Dataset items:
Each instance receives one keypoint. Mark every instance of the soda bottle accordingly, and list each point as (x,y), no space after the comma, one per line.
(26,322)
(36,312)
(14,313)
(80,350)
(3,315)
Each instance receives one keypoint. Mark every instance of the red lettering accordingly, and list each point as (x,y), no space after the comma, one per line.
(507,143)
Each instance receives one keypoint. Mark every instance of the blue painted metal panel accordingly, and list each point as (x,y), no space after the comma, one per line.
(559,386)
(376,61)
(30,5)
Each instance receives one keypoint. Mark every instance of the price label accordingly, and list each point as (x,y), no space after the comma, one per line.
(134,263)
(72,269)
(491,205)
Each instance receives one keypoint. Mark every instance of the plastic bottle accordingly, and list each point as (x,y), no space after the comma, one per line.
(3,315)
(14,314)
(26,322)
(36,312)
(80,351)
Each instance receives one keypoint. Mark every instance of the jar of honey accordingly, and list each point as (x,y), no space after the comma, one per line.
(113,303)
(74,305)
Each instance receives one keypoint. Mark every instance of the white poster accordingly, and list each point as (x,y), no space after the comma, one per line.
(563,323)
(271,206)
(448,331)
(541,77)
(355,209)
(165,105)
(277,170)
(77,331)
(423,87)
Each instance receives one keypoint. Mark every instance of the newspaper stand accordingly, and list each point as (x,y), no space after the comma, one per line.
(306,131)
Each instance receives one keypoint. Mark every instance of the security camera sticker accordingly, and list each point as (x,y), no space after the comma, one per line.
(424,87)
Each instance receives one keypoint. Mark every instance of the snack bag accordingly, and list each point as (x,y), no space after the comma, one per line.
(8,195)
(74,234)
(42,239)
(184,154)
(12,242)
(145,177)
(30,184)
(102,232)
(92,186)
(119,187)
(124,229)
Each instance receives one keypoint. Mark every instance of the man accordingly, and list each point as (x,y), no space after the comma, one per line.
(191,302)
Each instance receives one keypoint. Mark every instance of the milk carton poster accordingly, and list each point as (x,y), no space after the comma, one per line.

— REQUIRED ACTION —
Write out each entry once more, exactly as it was given.

— RESPONSE —
Each instance receives one keypoint. Mark every instance of the soda bottle accordingly, and list each point as (x,y), no space after the comma, one per line.
(26,322)
(36,312)
(14,313)
(80,350)
(3,315)
Each instance receives one keypoint. Mark every instance of the red lettering accordingly, and list each point as (x,y), no space after the comma, one per line.
(507,143)
Each instance receives one keypoint. Mark every instance of the blue painted metal panel accordingly, and list each point as (x,y), no space after the comma, one per line.
(559,386)
(376,61)
(30,5)
Each instance receives one keypoint. Mark every instance of the price label accordingly, and list each point as (x,y), no space after the comma, one per line.
(134,263)
(72,269)
(491,205)
Each instance receives one keypoint. Mark every instance of the plastic bottle accordingly, and list each point as (x,y), no space after the comma, one per line.
(3,315)
(14,314)
(26,322)
(36,312)
(80,351)
Each instance receives one keypoint. Mark every instance of the jar of honey accordingly, and list each point as (x,y), no space after the comma, one per line.
(113,303)
(74,305)
Each instance receives one keypoint. Mark every instance of the white poster accordingly, and list each point as (x,y), no space after the comma, one per line.
(563,323)
(271,206)
(448,331)
(541,77)
(355,209)
(165,105)
(277,170)
(77,331)
(423,87)
Each instance receives one keypoint. Mark every instance of the newspaper stand accordingly, and list each point as (x,y), no space after the comma, one per line.
(306,131)
Each instance receives one keypoint. Mark every instance of the security camera sticker accordingly, and list each point as (x,y), no space after the comma, one per line.
(424,87)
Each instance receives one keypoint. Mark every instance of the snack bag accordingly, and list each point as (x,y), no space after the comma, one per line.
(8,195)
(74,234)
(42,239)
(184,154)
(12,242)
(145,177)
(30,184)
(102,232)
(92,186)
(119,187)
(124,229)
Each instance receives one keypoint. Mark every instance of the man accordingly, and list each point as (x,y), no space after the comma, one per line.
(191,302)
Each instance receives one keypoint. Mark every instance of the milk carton poster accordingly, and list each point as (x,y), no space after the comma, one per line.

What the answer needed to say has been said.